## The task
Could you output each record below exactly as it stands and leave the pictures out?

+ + + + + + +

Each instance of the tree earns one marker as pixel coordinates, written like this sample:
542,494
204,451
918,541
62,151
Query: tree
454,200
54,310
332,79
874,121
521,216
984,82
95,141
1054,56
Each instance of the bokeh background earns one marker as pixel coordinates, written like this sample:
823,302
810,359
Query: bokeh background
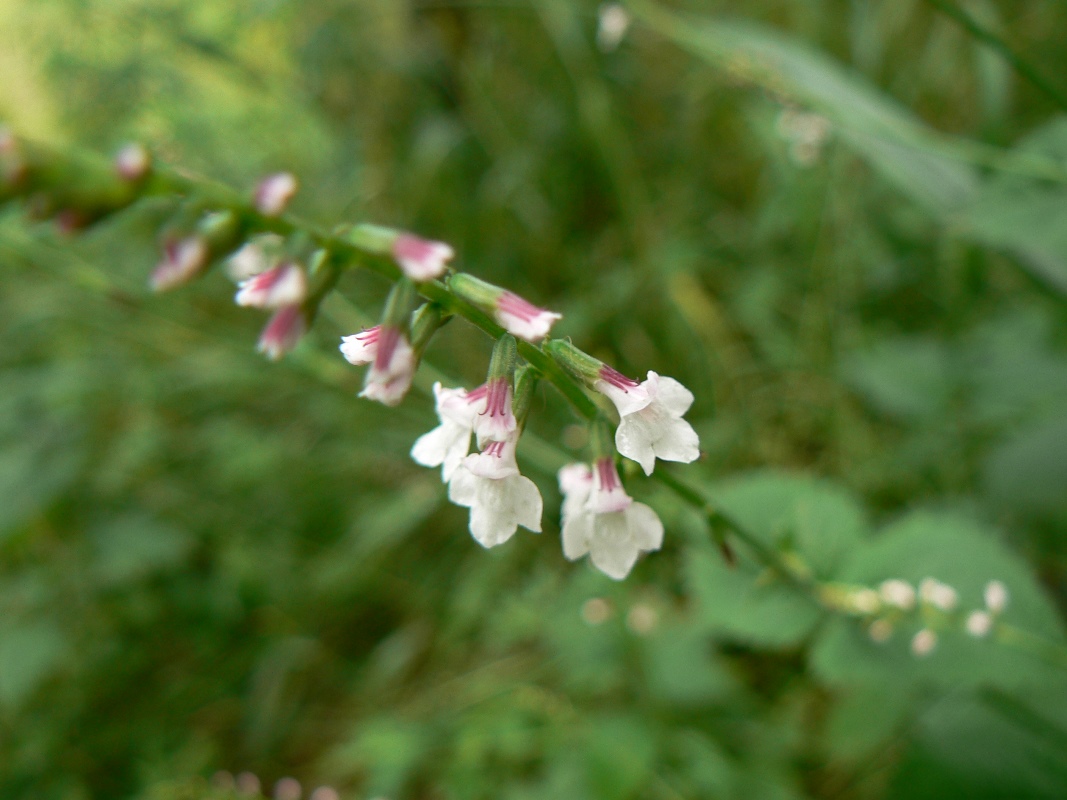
842,224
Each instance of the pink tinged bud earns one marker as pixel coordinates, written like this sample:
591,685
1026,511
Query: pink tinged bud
608,494
184,259
627,395
274,192
362,348
283,332
523,319
980,623
900,593
499,498
393,368
497,421
935,593
420,259
598,522
132,162
651,425
996,596
288,788
284,285
923,642
879,630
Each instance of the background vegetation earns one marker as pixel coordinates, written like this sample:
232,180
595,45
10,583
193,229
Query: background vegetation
208,562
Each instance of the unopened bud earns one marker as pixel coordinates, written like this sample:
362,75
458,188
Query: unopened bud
879,630
132,162
923,642
898,593
996,596
938,594
283,332
512,313
274,192
980,623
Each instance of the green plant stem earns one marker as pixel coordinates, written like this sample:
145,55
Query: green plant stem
986,36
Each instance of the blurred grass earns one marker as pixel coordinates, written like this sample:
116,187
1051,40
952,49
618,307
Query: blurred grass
209,562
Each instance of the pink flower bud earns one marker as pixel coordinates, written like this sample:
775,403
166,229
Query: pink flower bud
274,192
283,332
420,259
522,318
182,260
132,162
284,285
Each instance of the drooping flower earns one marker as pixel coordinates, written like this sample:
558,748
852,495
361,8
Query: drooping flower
283,331
601,520
499,498
132,162
651,413
283,285
449,443
392,361
496,420
274,192
522,318
182,260
420,259
516,316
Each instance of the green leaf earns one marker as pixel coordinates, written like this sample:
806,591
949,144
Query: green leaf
966,556
1026,473
30,653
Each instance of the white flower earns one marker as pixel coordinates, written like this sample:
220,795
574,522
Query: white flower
898,593
392,362
521,318
420,259
274,192
283,285
361,348
980,623
923,642
935,593
651,424
182,260
601,520
283,332
499,498
449,443
996,596
496,420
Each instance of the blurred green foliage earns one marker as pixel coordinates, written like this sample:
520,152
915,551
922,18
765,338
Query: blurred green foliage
211,563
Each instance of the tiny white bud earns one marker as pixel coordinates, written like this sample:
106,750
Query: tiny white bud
132,162
879,630
274,192
614,22
980,623
898,593
596,611
997,596
864,601
938,594
923,642
641,619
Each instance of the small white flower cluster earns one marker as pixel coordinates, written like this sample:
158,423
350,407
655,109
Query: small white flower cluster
286,276
936,604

+ + + + + + +

## Worked solution
Each instance of the tree earns one marker as pixel coordinates, written like this sample:
542,494
204,451
918,541
62,151
Query: tree
454,200
54,310
332,79
874,121
521,216
984,82
95,141
1054,56
Each instance of the bokeh background earns one marker as pixel coordinates, written like this sample:
823,302
810,359
Query: bokeh background
842,224
Each instance of the pink tinged bud earns one marker as pixel coordinates, written like this sample:
591,685
1026,511
Query: pink tinged bud
608,494
184,259
627,395
274,192
362,348
283,332
523,319
980,623
900,593
499,498
393,368
497,421
935,593
420,259
598,522
132,162
651,425
996,596
288,788
284,285
923,642
879,630
Each instance of the background vegetation earns one marker as pixel coordinates, written like this sample:
232,180
595,45
10,583
193,229
Query: background vegetation
208,562
Each instance of the unopened bud earns one marker as pixel coordinates, written like this sample:
362,75
458,188
Query: unopened bud
879,630
132,162
923,642
898,593
996,596
938,594
283,332
512,313
274,192
980,623
Each instance of the green plant stem earns one marker as pixel coordinates, written like this sample:
145,55
Query: green plant stem
986,36
Each instance of the blurred grass earns one marker as pixel coordinates, written like this sample:
116,187
1051,40
952,49
618,307
Query: blurred grass
209,562
Each instance of the pink flower bud earns one marker as pixel coordinates, written like this sample:
775,403
166,229
Query: pink flower bud
274,192
283,332
420,259
522,318
182,260
132,162
284,285
Each instance of the drooping flower earns one marker as pixel coordinates, written like this sample:
558,748
852,495
361,8
Query: drooping flower
283,331
601,520
499,498
132,162
651,413
283,285
449,443
392,361
496,420
274,192
522,318
182,260
420,259
516,316
Each instance of the green leaf earns one marker as pixel coordinates, written like this sample:
806,591
949,144
Query: green leaf
966,556
1026,473
30,653
Each instance of the white flower earns one marker as pixel coordinates, written like this sample:
220,795
574,522
Query: white flower
898,593
392,362
521,318
420,259
274,192
283,285
361,348
980,623
923,642
935,593
651,424
182,260
601,520
283,332
499,498
449,443
996,596
496,420
Each instance of the blurred green foliage earns one marker as pixel coordinates, written like this sample:
520,152
915,551
922,18
765,338
Query: blurred green foliage
211,563
Each instance of the tiny white bud earns one marker as pixel coordinates, written like this sample:
106,750
Query: tiny white bud
132,162
879,630
274,192
614,22
980,623
898,593
596,611
997,596
864,601
938,594
923,642
641,619
Each instance of the small white flower cluster earns one marker as pixel coordinates, written like this sample:
158,423
350,407
655,109
Query: small white flower cluster
286,276
936,604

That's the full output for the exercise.